─── Input rows

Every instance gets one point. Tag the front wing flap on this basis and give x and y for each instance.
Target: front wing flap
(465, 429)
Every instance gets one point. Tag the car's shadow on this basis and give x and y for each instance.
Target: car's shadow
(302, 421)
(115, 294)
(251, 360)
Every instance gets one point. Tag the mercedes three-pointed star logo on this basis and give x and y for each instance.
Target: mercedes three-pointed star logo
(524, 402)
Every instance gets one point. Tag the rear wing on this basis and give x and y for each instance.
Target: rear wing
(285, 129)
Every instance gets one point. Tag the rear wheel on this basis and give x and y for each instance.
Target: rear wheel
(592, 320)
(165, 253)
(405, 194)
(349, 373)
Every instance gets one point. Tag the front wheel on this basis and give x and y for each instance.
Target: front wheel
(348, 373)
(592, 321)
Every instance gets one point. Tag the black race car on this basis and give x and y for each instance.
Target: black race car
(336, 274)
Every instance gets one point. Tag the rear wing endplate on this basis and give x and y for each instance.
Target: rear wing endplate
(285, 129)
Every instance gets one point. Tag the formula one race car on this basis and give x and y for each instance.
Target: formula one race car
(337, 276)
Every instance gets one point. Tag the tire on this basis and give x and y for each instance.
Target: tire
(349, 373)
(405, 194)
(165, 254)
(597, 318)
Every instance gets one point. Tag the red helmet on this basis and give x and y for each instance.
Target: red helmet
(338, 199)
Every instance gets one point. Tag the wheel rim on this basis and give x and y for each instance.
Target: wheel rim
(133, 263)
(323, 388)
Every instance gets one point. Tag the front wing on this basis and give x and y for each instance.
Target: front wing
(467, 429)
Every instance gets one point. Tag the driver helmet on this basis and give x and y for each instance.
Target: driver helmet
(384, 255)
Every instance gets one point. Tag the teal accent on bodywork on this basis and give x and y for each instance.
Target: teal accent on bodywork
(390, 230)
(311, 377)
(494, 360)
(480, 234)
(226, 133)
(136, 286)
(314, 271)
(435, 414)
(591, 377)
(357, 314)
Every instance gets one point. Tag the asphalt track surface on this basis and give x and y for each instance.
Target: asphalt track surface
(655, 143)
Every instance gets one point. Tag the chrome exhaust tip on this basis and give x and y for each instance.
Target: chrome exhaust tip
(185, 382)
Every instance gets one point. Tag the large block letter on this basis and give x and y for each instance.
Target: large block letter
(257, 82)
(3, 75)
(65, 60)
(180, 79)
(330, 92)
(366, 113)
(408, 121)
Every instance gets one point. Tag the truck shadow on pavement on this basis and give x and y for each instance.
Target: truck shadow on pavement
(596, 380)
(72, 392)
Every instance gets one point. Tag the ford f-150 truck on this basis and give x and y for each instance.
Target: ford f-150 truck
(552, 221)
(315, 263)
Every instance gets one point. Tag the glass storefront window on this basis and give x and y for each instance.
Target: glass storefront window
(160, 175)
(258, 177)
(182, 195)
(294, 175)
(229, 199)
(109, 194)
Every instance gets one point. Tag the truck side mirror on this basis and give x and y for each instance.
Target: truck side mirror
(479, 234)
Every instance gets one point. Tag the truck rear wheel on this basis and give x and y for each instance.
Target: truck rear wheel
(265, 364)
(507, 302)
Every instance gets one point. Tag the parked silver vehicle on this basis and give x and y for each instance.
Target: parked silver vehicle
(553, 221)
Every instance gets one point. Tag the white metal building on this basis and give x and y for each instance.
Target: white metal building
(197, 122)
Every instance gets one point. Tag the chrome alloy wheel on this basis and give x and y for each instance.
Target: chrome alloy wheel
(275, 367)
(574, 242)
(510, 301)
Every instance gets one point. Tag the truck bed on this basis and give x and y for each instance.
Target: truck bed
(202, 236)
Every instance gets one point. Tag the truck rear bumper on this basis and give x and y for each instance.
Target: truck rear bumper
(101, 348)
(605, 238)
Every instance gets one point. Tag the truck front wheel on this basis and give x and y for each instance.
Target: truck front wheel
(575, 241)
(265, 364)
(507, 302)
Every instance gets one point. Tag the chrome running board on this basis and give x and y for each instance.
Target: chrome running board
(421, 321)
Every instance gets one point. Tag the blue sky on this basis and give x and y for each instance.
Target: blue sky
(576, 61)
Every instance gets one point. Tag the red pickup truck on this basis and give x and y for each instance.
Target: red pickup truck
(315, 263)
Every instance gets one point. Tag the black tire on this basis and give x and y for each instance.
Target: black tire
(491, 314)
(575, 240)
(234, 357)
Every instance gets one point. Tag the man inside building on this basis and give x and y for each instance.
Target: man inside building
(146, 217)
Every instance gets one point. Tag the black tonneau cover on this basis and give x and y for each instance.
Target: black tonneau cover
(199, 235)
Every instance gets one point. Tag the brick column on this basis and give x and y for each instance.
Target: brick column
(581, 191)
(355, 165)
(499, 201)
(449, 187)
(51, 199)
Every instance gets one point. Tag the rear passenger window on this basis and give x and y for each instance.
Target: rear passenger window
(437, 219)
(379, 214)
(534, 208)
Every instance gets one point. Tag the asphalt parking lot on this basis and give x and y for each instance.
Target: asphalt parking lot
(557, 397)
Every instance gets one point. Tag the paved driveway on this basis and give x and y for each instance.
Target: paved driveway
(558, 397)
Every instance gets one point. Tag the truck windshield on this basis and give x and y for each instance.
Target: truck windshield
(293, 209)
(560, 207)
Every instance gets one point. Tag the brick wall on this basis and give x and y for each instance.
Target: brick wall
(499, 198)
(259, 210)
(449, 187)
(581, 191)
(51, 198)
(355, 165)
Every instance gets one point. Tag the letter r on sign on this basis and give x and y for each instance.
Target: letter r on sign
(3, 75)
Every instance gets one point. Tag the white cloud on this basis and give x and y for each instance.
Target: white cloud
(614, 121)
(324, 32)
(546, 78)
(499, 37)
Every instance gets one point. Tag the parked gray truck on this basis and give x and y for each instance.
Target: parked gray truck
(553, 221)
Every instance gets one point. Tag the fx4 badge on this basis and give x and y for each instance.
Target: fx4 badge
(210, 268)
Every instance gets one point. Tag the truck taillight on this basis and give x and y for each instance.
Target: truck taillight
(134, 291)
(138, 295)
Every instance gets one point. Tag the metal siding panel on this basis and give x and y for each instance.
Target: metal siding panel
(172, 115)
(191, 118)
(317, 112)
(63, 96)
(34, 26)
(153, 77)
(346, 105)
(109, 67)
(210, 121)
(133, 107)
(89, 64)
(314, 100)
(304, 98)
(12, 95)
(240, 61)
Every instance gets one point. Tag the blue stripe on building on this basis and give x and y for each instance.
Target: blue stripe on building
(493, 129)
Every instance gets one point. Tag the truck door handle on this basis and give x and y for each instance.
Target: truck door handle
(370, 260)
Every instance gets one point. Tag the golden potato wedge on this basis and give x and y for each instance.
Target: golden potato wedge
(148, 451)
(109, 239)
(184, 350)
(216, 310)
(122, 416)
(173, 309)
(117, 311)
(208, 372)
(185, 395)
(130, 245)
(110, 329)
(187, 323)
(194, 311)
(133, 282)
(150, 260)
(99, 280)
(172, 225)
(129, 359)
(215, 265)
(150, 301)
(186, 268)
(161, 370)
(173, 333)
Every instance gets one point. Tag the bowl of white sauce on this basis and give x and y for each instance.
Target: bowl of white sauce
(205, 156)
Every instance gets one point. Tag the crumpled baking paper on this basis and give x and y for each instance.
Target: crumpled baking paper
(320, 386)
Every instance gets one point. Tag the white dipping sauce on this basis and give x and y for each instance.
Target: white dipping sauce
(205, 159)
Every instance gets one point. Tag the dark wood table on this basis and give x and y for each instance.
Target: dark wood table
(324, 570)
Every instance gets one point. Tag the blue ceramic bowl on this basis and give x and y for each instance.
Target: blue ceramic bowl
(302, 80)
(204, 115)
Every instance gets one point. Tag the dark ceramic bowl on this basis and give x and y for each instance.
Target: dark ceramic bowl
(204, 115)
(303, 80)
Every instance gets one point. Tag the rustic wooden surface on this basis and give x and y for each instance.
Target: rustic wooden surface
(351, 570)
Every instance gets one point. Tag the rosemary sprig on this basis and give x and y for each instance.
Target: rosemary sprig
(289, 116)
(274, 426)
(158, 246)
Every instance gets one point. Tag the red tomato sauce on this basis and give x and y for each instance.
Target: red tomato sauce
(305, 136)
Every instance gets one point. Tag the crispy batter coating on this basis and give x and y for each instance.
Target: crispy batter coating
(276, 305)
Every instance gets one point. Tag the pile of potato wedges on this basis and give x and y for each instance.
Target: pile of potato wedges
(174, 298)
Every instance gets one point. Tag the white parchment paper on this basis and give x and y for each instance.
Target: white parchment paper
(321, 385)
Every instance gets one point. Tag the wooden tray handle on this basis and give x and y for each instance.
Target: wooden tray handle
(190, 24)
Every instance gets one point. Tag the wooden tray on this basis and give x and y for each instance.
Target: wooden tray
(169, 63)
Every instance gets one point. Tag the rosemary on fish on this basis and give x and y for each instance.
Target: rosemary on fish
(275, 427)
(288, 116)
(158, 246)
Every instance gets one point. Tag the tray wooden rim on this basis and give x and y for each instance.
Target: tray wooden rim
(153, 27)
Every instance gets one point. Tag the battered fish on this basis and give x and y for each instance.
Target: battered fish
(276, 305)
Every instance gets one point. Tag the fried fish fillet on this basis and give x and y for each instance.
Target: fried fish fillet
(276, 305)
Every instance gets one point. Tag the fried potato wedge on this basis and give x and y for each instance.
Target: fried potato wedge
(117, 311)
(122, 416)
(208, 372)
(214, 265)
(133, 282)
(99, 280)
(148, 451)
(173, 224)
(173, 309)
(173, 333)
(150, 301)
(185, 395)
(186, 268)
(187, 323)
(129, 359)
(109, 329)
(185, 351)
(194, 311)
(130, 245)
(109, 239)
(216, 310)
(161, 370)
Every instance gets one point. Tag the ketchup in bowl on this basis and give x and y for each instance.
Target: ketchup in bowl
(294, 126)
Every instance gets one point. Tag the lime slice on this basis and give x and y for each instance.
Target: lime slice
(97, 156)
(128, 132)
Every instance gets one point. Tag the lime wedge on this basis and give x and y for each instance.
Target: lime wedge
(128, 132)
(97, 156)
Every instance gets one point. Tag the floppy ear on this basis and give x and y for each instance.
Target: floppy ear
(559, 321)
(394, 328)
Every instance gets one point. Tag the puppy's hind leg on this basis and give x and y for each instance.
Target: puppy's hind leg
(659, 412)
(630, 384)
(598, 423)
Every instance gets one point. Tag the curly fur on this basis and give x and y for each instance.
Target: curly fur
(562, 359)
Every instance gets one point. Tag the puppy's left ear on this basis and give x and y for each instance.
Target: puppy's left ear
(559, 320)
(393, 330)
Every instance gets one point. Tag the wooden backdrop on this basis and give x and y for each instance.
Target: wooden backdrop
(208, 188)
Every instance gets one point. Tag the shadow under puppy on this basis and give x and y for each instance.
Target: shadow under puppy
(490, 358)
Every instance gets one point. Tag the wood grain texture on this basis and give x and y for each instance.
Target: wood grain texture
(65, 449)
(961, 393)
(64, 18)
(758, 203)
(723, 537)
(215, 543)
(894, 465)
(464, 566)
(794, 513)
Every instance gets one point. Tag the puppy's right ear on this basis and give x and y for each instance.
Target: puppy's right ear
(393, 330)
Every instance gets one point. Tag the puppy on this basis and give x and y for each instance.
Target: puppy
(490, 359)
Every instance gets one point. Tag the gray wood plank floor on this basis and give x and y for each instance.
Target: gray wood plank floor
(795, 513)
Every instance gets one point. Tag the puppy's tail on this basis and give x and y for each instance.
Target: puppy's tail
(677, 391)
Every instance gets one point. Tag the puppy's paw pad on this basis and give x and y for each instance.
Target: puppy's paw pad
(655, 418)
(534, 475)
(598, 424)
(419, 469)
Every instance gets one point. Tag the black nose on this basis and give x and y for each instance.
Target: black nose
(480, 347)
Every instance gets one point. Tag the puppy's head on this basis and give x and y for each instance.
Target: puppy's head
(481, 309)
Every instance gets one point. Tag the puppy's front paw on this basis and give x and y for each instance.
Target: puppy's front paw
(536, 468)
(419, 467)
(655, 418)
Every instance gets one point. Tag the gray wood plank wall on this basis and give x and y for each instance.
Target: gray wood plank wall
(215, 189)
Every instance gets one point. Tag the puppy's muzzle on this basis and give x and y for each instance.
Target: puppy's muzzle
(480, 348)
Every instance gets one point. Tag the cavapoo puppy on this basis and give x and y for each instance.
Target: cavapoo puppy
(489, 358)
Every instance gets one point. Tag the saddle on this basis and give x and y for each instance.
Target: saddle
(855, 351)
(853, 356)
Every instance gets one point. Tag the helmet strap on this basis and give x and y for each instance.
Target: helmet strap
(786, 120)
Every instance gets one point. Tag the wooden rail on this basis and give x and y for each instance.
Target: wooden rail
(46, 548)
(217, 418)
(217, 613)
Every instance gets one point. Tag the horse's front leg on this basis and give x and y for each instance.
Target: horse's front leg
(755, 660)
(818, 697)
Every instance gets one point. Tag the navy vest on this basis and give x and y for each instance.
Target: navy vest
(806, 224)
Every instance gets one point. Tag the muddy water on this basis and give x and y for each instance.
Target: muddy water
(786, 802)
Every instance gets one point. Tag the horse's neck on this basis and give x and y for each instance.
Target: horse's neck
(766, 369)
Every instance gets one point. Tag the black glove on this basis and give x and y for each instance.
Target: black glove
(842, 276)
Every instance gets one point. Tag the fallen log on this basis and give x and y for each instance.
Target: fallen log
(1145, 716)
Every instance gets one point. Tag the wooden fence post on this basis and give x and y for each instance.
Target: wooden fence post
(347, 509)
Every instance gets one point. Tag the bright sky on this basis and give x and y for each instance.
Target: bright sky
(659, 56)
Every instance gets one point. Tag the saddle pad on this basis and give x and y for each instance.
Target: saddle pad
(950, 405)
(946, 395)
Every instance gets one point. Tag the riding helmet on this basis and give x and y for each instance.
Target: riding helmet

──────

Task to carry out: Return exactly the lines of the data, and only those, from the line with "Every instance gets one point. Tag the fallen" through the last line, inclusive.

Written response:
Every instance gets one point. Tag the fallen log on this basis and give x and y for each instance.
Target: fallen log
(1145, 716)
Every instance gets one point. Tag the wooden fence post on this basis and give x and y for each instance.
Target: wooden fence post
(347, 509)
Every instance gets one point. Tag the bright sky on this basis and give x and y for each instance.
Target: bright sky
(659, 56)
Every instance gets one point. Tag the saddle pad on this basis and give x and y for each instance.
Target: saddle pad
(950, 405)
(946, 395)
Every instance gets one point. Tag the riding helmet on this basis and give x and y for each instance.
Target: riding helmet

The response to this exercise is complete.